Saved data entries
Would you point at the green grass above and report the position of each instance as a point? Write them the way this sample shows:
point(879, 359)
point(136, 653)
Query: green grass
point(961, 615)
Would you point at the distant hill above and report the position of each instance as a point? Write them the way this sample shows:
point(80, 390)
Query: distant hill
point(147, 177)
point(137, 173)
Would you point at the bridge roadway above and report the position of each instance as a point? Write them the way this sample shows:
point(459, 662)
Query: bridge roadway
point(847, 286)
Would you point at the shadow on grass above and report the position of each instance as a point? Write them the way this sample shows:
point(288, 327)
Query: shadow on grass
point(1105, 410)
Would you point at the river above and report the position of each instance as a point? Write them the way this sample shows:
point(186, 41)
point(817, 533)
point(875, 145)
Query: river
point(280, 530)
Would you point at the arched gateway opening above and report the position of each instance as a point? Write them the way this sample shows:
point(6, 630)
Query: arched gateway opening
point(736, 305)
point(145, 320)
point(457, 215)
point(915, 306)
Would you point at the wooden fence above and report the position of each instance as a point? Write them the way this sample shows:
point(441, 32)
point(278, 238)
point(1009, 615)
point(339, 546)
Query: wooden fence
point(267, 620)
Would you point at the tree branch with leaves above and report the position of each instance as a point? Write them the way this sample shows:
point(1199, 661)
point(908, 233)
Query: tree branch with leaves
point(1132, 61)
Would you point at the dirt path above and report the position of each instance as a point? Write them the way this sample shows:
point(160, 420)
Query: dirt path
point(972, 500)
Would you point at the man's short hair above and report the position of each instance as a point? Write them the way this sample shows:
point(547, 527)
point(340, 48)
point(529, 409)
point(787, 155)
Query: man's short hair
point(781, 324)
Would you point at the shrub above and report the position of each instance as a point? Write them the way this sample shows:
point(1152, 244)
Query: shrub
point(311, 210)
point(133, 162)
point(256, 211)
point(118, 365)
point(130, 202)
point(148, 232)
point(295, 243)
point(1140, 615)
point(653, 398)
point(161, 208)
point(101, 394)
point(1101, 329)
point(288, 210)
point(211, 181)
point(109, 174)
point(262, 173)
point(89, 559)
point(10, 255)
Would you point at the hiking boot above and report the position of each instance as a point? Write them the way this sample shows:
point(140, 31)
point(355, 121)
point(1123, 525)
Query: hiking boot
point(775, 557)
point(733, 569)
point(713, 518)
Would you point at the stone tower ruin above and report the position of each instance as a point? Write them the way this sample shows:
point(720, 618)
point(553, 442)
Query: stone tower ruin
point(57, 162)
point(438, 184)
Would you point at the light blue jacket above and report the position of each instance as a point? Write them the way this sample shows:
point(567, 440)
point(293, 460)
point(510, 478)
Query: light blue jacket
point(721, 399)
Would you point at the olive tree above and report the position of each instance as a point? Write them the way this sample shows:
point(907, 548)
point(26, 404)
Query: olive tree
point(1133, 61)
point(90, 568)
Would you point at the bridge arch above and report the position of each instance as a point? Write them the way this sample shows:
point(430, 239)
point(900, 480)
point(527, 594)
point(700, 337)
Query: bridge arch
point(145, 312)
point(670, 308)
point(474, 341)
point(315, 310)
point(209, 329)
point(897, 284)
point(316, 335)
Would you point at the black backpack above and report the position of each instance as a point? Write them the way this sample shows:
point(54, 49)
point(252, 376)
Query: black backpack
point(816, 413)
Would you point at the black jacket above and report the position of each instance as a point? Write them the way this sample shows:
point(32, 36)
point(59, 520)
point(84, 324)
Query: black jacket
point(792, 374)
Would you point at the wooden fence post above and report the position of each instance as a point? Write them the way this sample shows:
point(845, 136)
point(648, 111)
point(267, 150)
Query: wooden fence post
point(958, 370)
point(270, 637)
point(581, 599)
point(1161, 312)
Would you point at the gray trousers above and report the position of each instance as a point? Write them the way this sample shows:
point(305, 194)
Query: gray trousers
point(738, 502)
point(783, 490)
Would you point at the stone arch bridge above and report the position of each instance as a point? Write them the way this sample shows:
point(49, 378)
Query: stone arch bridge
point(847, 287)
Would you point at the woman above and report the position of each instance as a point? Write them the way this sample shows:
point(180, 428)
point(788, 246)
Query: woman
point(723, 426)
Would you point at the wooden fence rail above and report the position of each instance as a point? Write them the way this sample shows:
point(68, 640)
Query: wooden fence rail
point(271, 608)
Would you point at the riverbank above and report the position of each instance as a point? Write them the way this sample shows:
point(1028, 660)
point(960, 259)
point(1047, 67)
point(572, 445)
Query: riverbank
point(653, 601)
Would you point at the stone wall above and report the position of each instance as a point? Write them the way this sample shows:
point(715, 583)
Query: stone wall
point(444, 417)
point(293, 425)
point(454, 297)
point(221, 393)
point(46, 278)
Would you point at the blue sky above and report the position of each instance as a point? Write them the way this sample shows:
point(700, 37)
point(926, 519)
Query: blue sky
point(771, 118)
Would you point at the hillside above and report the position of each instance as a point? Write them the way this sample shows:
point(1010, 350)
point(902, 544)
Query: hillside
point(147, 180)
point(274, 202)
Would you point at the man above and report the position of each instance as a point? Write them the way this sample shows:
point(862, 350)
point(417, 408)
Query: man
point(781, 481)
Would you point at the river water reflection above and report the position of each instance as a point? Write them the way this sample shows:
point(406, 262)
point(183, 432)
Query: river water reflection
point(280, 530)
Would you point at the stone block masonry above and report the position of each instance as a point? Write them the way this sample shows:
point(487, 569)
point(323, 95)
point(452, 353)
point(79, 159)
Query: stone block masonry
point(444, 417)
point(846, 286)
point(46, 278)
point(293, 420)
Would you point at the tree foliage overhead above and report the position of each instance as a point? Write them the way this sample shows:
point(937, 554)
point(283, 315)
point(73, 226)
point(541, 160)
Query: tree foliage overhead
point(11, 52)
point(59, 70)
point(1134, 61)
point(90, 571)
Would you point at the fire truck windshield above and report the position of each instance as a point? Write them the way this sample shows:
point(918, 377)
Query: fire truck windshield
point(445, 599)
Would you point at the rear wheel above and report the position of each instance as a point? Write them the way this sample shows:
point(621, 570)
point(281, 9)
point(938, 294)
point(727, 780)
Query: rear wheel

§ What you are asked to do
All records above need to be set down again exactly as written.

§ Reply
Would you point at the green grass above and report the position of each instance as a point? Write them the way this sample shows:
point(879, 359)
point(136, 653)
Query: green grass
point(961, 615)
Would you point at the distant hill above and report the position of each instance as a point? Write them the way this sample shows:
point(80, 390)
Query: distant hill
point(147, 177)
point(137, 173)
Would you point at the bridge roadway above and report the position of each instance as a point? Write them the way this sample shows:
point(459, 662)
Query: bridge roadway
point(847, 286)
Would you point at the shadow on grass above and report the position of each instance as a point? Write them the way this sample shows:
point(288, 327)
Query: shadow on grass
point(1105, 410)
Would you point at the river above and report the position of each instance as a point? Write them the way this sample shows:
point(186, 41)
point(817, 533)
point(875, 145)
Query: river
point(280, 530)
Would you point at the arched gateway opening above and report the position of each instance as a point? Write them the way this sample shows:
point(6, 630)
Query: arched gateway opening
point(736, 305)
point(145, 320)
point(457, 215)
point(915, 306)
Would you point at the wooden fence above and report the position of each instance as a point? Write them the way this sample shows:
point(441, 32)
point(278, 238)
point(1009, 615)
point(339, 546)
Query: wooden fence
point(267, 620)
Would you point at the tree branch with leaves above and report the position of each instance as a point? Write them the way this sample shows:
point(1199, 661)
point(908, 233)
Query: tree branch with leaves
point(1132, 61)
Would you point at the dirt path above and report the position of each instance as a point? Write them the way this sample shows:
point(160, 420)
Query: dirt path
point(972, 500)
Would you point at the man's short hair above and report the position of each instance as a point? Write them the way this sample shows:
point(547, 527)
point(340, 48)
point(529, 409)
point(787, 155)
Query: man's short hair
point(781, 324)
Would you point at the shrub above and report the position of each instance as a point? Write them the way this sample shows:
point(1152, 244)
Query: shrub
point(311, 210)
point(133, 162)
point(256, 211)
point(118, 365)
point(130, 202)
point(148, 232)
point(295, 243)
point(1140, 615)
point(653, 398)
point(161, 208)
point(101, 394)
point(1101, 329)
point(288, 210)
point(211, 181)
point(109, 174)
point(262, 173)
point(89, 559)
point(10, 255)
Would you point at the hiking boot above and report the position of each instance as a point? Write them the way this sample shows:
point(140, 31)
point(355, 121)
point(1123, 525)
Query: hiking boot
point(775, 557)
point(733, 569)
point(713, 518)
Would you point at the stone tower ruin above and report the position of each instance as a point? Write them the way this sample shows:
point(720, 618)
point(553, 442)
Query: stone tower ruin
point(57, 162)
point(438, 184)
Would you point at the light blue jacket above and report the position of each instance as a point? Write them the way this sample shows:
point(567, 440)
point(293, 460)
point(510, 478)
Query: light blue jacket
point(721, 399)
Would you point at the olive tree above and report the position of each instance as a point? Write them the way this sample shows:
point(907, 548)
point(26, 404)
Query: olive tree
point(1133, 61)
point(90, 568)
Would you point at the bridge arch above and report the position of each instance as a point? Write them the way this sample shows:
point(430, 239)
point(900, 480)
point(527, 594)
point(700, 337)
Query: bridge arch
point(145, 312)
point(670, 308)
point(474, 341)
point(315, 310)
point(209, 329)
point(897, 284)
point(316, 335)
Would you point at the black backpack above and report the position of each instance as a point? Write them the way this sample shows:
point(54, 49)
point(252, 376)
Query: black backpack
point(816, 413)
Would you point at the black jacket above and report the position of each instance as a point? Write them the way this sample shows:
point(32, 36)
point(59, 520)
point(84, 324)
Query: black jacket
point(792, 374)
Would you point at the wooden fence post above and report the position of each instance as a point? Write them the way this sample shows:
point(845, 136)
point(648, 111)
point(267, 150)
Query: wooden fence post
point(958, 370)
point(270, 637)
point(581, 599)
point(1161, 312)
Would you point at the gray trousers above and report the position of each instance as a point? Write them the way this sample shows:
point(305, 194)
Query: gray trousers
point(738, 502)
point(783, 490)
Would you point at the stone arch bridge above and report the position of each instance as a point? Write them the way this sample shows:
point(49, 378)
Query: stone arch bridge
point(847, 287)
Would you point at the woman above and report the position of each instance as a point? Write them the way this sample shows:
point(180, 428)
point(788, 246)
Query: woman
point(723, 426)
Would you point at the wooden fence rail above and report the position of each instance as a point? Write them the way this sample shows:
point(68, 640)
Query: wooden fence rail
point(271, 608)
Would you point at the riverbank above and report the position of each instance as a point? Write them the way this sample shows:
point(1028, 660)
point(960, 259)
point(1047, 67)
point(572, 445)
Query: riverbank
point(653, 601)
Would you point at the stone wall above and report the position of each instance as a point? Write them the way this sample shows:
point(715, 583)
Query: stone wall
point(444, 417)
point(293, 425)
point(454, 297)
point(221, 393)
point(46, 278)
Would you point at the blue sky above and report the position of each instance as a point? Write them the way this sample shows:
point(700, 37)
point(926, 519)
Query: blue sky
point(771, 118)
Would you point at the hillside above and report the position of each instance as a point? Write them the way this sample shows:
point(1010, 350)
point(902, 544)
Query: hillside
point(147, 180)
point(274, 202)
Would you point at the man above and report the position of each instance as a point? Write them the way this sample shows:
point(862, 350)
point(417, 408)
Query: man
point(781, 481)
Would you point at the river water reflection above and report the position of each instance as a point? Write them the way this sample shows:
point(406, 262)
point(183, 432)
Query: river water reflection
point(280, 530)
Would you point at the stone block masonry above and report the position of each instance as a point? Write them the way this sample shows:
point(487, 569)
point(323, 95)
point(452, 353)
point(79, 159)
Query: stone block masonry
point(444, 417)
point(846, 286)
point(46, 278)
point(293, 420)
Would you point at the tree foliage overhead above and report the position of each instance as a point? Write them the way this sample shows:
point(937, 554)
point(283, 315)
point(73, 226)
point(541, 160)
Query: tree foliage overhead
point(11, 52)
point(59, 70)
point(1134, 61)
point(90, 571)
Would you point at the fire truck windshield above and report the position of each instance as a point? Write them the way this sample shows:
point(918, 377)
Query: fire truck windshield
point(445, 599)
Would you point at the rear wheel above and report the position of each instance as a point? Write them the way this sample shows:
point(621, 570)
point(281, 9)
point(938, 294)
point(727, 780)
Query: rear wheel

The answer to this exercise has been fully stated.